*** Opening of Raw data ***

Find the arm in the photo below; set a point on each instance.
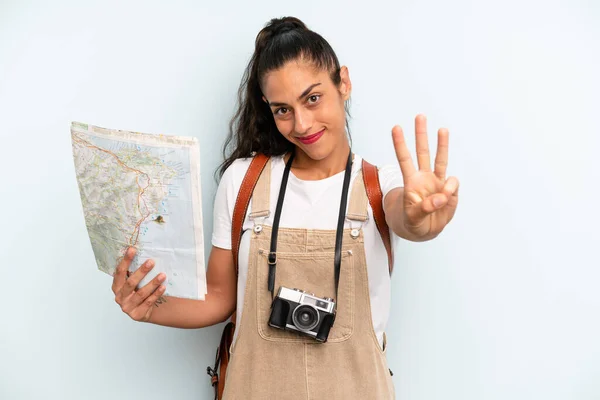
(146, 305)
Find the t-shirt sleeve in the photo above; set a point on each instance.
(223, 210)
(390, 177)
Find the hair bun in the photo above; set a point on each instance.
(278, 26)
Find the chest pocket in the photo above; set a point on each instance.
(312, 272)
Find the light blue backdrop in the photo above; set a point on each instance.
(503, 305)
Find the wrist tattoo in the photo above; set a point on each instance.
(160, 300)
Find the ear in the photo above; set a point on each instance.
(345, 83)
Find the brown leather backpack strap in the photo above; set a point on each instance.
(373, 187)
(242, 201)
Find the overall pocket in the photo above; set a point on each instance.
(313, 273)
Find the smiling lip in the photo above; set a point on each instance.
(311, 138)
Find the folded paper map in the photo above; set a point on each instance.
(143, 190)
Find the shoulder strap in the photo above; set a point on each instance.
(241, 203)
(373, 187)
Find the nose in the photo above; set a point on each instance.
(303, 121)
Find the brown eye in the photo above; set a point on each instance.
(313, 98)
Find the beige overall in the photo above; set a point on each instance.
(268, 363)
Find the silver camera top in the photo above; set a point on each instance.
(300, 296)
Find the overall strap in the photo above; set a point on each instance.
(373, 188)
(358, 206)
(262, 194)
(257, 165)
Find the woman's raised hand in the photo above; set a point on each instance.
(430, 199)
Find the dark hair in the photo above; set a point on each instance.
(252, 128)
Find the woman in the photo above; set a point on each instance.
(293, 108)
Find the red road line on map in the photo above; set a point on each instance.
(140, 194)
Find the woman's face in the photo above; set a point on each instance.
(308, 107)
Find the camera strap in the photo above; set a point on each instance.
(272, 259)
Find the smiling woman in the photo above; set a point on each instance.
(309, 276)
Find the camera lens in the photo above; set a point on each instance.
(305, 317)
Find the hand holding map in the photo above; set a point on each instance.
(142, 190)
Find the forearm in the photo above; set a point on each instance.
(192, 314)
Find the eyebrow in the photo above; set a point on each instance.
(307, 91)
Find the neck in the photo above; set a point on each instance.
(307, 168)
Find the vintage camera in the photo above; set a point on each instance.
(294, 309)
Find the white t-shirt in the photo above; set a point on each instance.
(308, 204)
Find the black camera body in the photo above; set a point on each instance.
(296, 310)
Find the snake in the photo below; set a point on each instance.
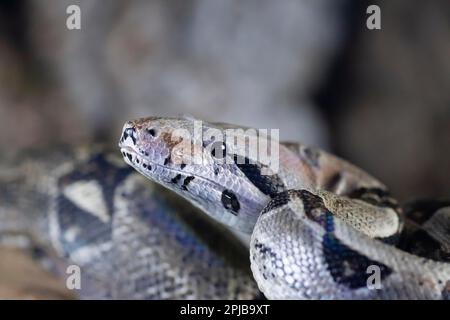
(83, 206)
(321, 228)
(152, 222)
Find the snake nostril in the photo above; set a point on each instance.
(129, 132)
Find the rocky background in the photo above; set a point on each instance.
(308, 67)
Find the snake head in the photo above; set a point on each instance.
(200, 161)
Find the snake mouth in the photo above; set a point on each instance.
(149, 169)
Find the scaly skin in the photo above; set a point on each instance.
(130, 238)
(325, 223)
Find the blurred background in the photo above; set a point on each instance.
(379, 98)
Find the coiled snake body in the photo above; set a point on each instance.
(320, 227)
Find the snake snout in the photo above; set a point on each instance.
(128, 132)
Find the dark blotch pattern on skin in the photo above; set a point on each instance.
(176, 178)
(347, 266)
(91, 229)
(268, 184)
(151, 132)
(99, 169)
(333, 182)
(167, 161)
(230, 201)
(186, 182)
(129, 132)
(311, 156)
(269, 256)
(279, 200)
(376, 196)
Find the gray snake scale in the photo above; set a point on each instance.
(320, 227)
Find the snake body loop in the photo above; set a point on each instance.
(321, 228)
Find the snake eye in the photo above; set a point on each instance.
(151, 132)
(219, 150)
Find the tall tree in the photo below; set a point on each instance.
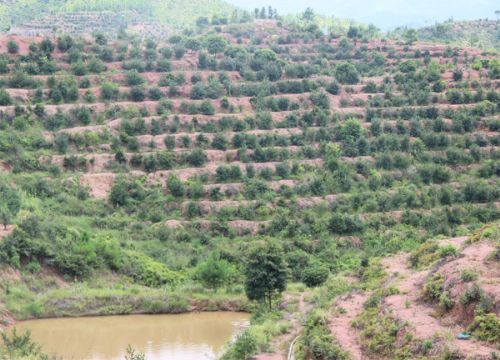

*** Close of Raw data ***

Task statement >>
Retype every record above word for word, leaving out any pictures.

Written response >>
Find the arm in the photo below; set a point on each instance.
(146, 305)
Find the t-shirt sleeve in the photo above; set a point on each instance.
(223, 210)
(390, 177)
Find the hair bun in the photo above; set a point on each instance.
(278, 26)
Find the chest pocket in the photo above; set a point on each instance.
(312, 272)
Find the light blue backdrop in the photo above; set a point on each instance.
(503, 305)
Find the wrist tattoo in the photo above; set a point on each instance.
(160, 300)
Find the ear in the photo above; set a point on each instance.
(345, 83)
Find the brown leather backpack strap in the photo above; set a point on each instance.
(373, 187)
(242, 201)
Find the overall pocket in the photo above; set a point on each instance.
(313, 273)
Find the smiling lip in the photo above; set a point on each instance.
(311, 138)
Find the folded paper map in the photo above; set a point on each instance.
(143, 190)
Find the shoulder strap in the photo above; set a point on each instance.
(241, 203)
(373, 187)
Find the nose in the photo above; set a point on each instance.
(303, 121)
Find the brown eye in the photo above; set a point on each instance.
(313, 98)
Find the beige overall in the photo above; set a point on each instance.
(268, 363)
Find the silver camera top in the photo above; set a point on each instance.
(300, 296)
Find the overall strap in the photo above; set a point on each instance.
(373, 188)
(358, 206)
(262, 194)
(257, 165)
Find the woman's raised hand in the photo above; set a point on each instance.
(430, 199)
Find the dark hair in the photo above; set a point on each instance.
(252, 128)
Find the woman in the photo above; set a point on each instance.
(293, 108)
Find the red road line on map in the photo above; set a point on each instance.
(140, 194)
Find the woman's face in the photo above; set a point on each instance.
(308, 107)
Find the camera strap in the photo above; set a point on each instance.
(272, 259)
Find the smiling woman in the photo above; set a point on each instance.
(309, 276)
Find the camera lens in the photo above; set a point on each instance.
(305, 317)
Find the hand holding map in the photo above; set a point on each instance.
(142, 190)
Find the forearm in the photo above; set a point on each instance.
(192, 314)
Find the eyebrow in the photo above; set a point on each instance.
(307, 91)
Find the neck in the photo above; set a point on each instance.
(307, 168)
Find the vintage camera in the photo above; set a point on each instance.
(294, 309)
Find the white t-shirt in the photo above; set a point on each instance.
(308, 204)
Find the black camera body in the photo above; set a point on each instance.
(296, 310)
Find the snake in the photo below; set a point on each instance.
(83, 206)
(321, 228)
(152, 222)
Find the snake nostril in the photo above; set a point on each instance.
(129, 132)
Find the rocky background in the photo above; set a point on each instance.
(308, 67)
Find the snake head in the photo above; set a point on each instance.
(200, 161)
Find the snake mouth in the photo above; set a point on each instance.
(149, 169)
Find the scaly skin in the photo above; set a point on each instance.
(130, 238)
(325, 223)
Find the blurred background in the photo above; set a point on each instance.
(379, 98)
Find the coiled snake body in the photo above; set a point on each instance.
(320, 227)
Find the snake snout in the photo above; set a point on each instance.
(128, 132)
Find the dark blotch pattern on skin in the photo above; set a point on each instance.
(176, 178)
(347, 266)
(91, 229)
(268, 184)
(151, 132)
(99, 169)
(333, 182)
(167, 161)
(230, 201)
(186, 182)
(129, 132)
(311, 156)
(269, 256)
(279, 200)
(376, 196)
Find the gray snake scale in the photo above; set a point on each instance.
(320, 227)
Find the snake body loop in the photo above; set a point on each instance.
(321, 228)
Find the snake eye in the photo above; set a point on each instance.
(151, 132)
(219, 150)
Find the tall tree in the photo below; set a point on each instance.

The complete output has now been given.